## Task to complete
Count how many lines in the data below contain the string "plain", with uppercase and lowercase treated as different. Reply with the number only.

## Listing

# # #

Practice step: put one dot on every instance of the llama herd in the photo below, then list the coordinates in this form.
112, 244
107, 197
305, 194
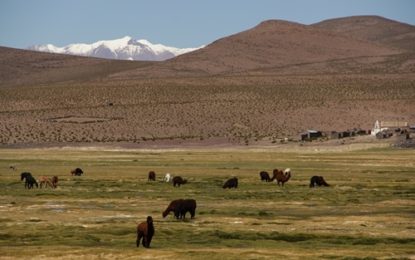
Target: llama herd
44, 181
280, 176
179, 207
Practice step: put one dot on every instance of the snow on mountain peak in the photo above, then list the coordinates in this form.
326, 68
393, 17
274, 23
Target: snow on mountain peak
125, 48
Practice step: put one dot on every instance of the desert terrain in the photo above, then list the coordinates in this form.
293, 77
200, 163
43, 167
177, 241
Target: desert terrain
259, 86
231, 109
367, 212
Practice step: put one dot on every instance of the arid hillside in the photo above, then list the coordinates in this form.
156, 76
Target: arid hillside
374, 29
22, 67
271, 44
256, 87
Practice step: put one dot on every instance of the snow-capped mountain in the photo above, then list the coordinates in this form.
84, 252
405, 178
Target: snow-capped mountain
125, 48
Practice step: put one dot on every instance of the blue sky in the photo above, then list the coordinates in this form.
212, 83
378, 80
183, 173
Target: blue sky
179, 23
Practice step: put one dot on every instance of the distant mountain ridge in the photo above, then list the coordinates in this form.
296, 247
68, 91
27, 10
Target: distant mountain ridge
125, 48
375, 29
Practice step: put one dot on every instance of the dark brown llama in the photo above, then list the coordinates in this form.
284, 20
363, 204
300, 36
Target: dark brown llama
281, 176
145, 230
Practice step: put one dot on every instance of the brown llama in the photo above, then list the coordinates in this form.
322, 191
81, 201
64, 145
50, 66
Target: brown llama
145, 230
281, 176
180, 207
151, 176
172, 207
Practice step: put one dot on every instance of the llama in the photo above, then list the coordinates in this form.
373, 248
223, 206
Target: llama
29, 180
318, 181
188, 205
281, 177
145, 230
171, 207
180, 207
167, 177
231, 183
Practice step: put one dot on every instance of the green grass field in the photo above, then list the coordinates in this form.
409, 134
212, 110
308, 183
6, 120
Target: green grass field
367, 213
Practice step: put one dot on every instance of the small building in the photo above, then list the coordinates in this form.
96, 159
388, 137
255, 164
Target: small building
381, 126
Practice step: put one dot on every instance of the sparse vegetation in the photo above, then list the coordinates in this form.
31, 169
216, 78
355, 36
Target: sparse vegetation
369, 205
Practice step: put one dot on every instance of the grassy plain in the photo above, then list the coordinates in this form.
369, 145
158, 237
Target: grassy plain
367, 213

# # #

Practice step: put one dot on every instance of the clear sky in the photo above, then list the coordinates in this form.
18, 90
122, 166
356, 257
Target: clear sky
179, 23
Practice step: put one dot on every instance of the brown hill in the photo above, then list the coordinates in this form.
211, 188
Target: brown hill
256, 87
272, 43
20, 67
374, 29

# # #

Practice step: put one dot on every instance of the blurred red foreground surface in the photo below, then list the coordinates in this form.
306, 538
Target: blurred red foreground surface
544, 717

# # #

## Result
2